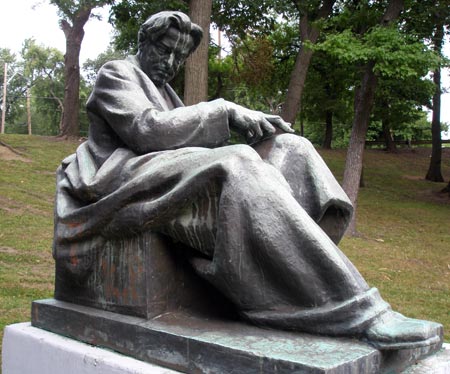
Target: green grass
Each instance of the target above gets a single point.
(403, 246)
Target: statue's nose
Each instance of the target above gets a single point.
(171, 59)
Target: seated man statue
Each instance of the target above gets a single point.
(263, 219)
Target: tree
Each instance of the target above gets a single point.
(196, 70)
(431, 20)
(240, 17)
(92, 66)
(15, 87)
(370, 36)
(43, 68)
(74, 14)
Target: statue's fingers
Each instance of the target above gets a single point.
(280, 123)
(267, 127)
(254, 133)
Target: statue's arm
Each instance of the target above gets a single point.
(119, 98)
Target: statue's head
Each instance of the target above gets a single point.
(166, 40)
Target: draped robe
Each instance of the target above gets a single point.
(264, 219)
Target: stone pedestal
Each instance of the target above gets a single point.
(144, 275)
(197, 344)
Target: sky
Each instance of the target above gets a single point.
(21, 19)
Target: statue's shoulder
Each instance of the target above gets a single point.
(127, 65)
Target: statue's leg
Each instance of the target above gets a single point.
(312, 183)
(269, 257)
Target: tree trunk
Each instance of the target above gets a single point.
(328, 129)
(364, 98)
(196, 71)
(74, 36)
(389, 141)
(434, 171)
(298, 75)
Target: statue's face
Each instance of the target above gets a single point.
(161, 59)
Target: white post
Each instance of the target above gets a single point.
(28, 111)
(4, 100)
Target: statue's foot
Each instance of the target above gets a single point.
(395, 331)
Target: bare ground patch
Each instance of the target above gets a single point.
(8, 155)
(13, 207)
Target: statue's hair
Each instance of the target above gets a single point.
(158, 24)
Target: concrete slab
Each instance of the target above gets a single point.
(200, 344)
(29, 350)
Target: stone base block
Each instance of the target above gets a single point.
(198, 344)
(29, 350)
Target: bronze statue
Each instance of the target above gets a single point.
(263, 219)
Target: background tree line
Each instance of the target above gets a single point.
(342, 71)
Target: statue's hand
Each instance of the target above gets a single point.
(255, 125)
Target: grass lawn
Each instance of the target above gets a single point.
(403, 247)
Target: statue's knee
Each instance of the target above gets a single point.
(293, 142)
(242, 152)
* * *
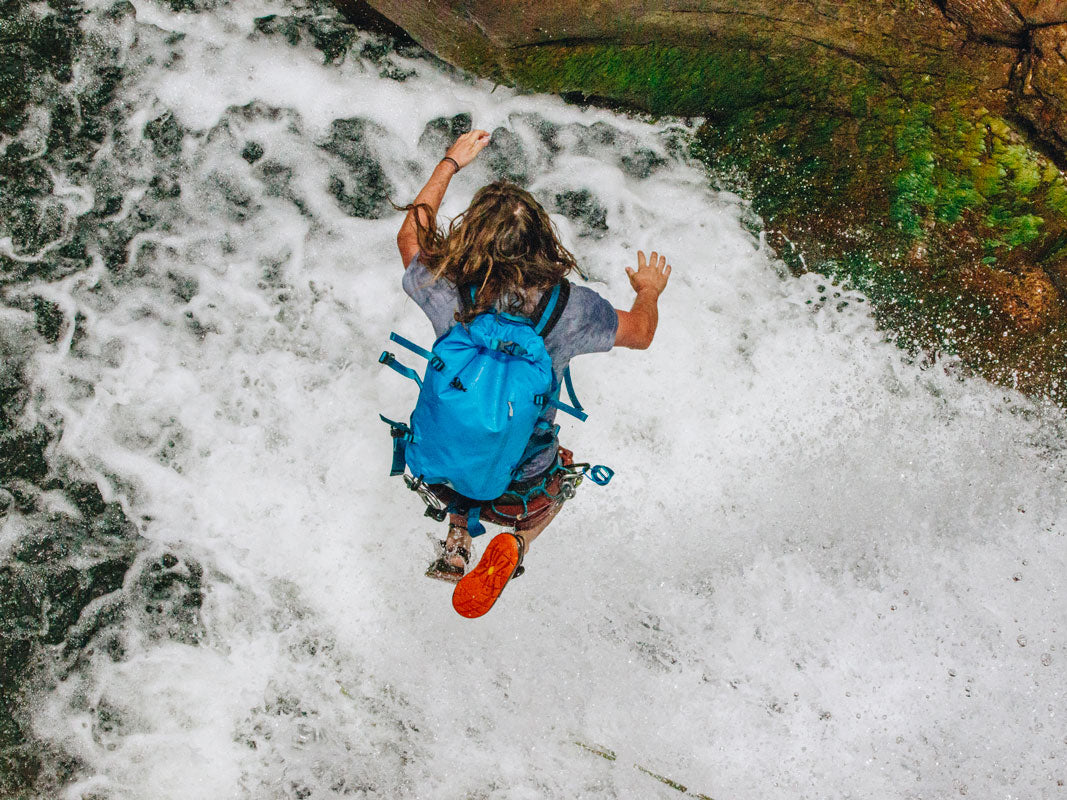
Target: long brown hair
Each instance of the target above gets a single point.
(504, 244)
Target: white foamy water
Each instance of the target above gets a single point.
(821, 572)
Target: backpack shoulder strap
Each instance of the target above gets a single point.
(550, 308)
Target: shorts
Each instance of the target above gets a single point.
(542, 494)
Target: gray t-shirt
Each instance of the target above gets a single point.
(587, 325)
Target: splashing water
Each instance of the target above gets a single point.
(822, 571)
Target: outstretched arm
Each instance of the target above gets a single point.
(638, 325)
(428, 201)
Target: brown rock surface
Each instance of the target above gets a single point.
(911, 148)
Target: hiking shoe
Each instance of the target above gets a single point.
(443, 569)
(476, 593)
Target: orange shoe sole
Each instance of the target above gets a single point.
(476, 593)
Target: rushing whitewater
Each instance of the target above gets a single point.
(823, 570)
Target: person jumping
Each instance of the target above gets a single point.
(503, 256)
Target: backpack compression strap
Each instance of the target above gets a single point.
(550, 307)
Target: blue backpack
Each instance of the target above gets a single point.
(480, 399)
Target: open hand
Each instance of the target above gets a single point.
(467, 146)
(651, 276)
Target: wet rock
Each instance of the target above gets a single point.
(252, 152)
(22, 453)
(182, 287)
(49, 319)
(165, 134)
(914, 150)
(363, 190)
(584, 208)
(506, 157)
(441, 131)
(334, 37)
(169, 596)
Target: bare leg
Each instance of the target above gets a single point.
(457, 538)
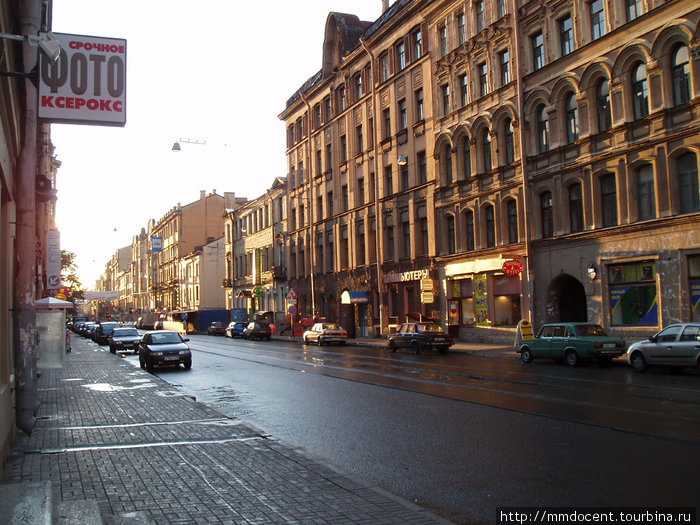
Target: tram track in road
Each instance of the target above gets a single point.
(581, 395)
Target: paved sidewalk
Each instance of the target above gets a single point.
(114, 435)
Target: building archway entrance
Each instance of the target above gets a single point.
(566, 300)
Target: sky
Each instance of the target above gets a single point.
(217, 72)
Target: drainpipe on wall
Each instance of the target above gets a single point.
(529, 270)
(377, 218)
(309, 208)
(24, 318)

■ **WORK TO COMPLETE**: Count the lines in the data above that contain the word "stone", and reply with only that number.

■ **ANSWER FOR THE TASK**: 2